> [GIVEN PROBLEM] Make an exact copy of each entry, leaving out every picture.

> [AVAILABLE DATA]

+ + + +

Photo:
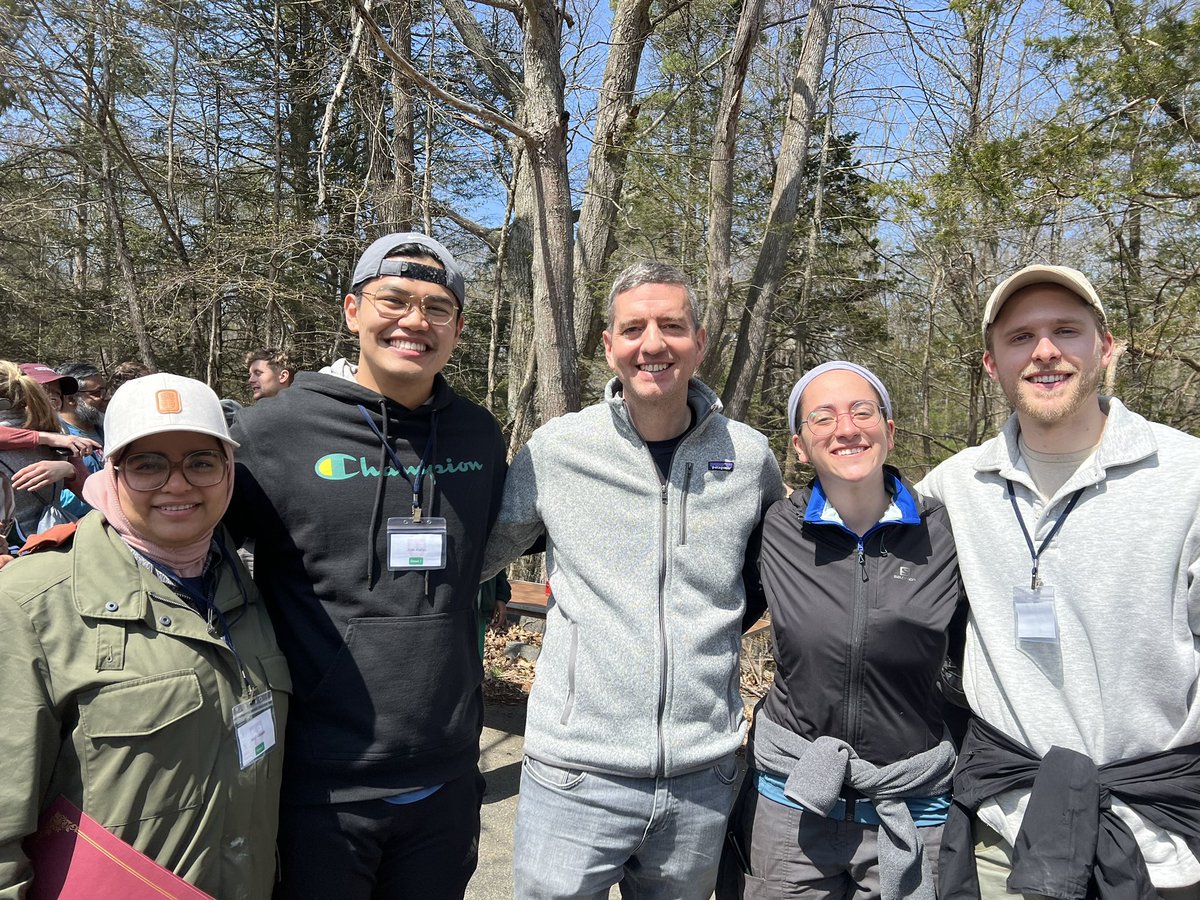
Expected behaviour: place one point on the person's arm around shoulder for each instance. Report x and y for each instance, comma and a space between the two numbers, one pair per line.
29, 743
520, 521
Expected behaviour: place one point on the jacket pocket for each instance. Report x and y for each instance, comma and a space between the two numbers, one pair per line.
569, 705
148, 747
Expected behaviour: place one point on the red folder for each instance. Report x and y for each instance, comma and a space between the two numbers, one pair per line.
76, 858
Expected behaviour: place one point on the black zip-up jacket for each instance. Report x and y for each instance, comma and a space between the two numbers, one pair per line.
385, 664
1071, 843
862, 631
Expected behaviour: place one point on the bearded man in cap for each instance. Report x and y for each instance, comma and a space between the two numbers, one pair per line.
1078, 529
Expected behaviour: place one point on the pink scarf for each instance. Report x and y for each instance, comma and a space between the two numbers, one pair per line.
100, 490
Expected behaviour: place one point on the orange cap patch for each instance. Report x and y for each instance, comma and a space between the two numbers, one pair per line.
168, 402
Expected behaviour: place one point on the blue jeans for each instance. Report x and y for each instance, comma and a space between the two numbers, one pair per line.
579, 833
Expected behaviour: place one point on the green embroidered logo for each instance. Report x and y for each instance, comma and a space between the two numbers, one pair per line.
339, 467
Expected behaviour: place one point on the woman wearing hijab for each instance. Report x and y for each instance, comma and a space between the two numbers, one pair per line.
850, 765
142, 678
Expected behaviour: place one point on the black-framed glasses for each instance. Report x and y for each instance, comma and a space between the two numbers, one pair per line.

+ + + +

> [OUTPUT]
Photo:
Expected behaviour: place one point on the person's arm around shoulder for each instance. Report x and y for each instance, comma and a space between the two numbers, one pair per line.
29, 743
520, 521
Expected behaviour: place one point on the jacket pocket for each instance. Report x and y for each instance, comma and a space between the two numbers, one pair per line.
569, 705
148, 747
Expected behaviour: place one point on the red folder for each instance. Report x and y for each instance, comma and a space between the two numbers, one pair per line.
76, 858
Expected behaviour: place one point on the black zip-up jacket for each instance. Report x and y for each instance, comma and a space between the two numbers, one pair per line.
385, 664
1071, 843
862, 631
Expected behaviour: place one point on the bearded man in cap for each instance. Report x and y for each instance, comma and a space between the two numbers, one pair per line.
1078, 529
Expected behaviour: place one point on the pink scarf for each instance. Report x and y for each instance, comma and a space between the two numbers, one pair per line.
100, 490
Expected behaviour: place one point on the orange cap patch for each instance. Report x and y for each instance, comma and a space between the two numbers, one pair per line.
168, 402
Expected behaviour: place one point on the blue jeans for each instance. Report x and y for each instance, comma and a space between the two numbers, one pair per line.
579, 833
Expected behaviour: place one point on the green embroidered logo for each instance. Report x and y for each instance, comma and a space between the two numbers, one pair per line.
339, 467
Expected behaviour: place one point on the woman wearing hijab for each instance. Report x and y for each instance, comma and a space between the two numbers, one pair per line.
850, 765
142, 678
Expected behaviour: place one point on the black-framed glasses for each instance. Report x and y for each instance, comma and a space between the two numbers, one pair per line.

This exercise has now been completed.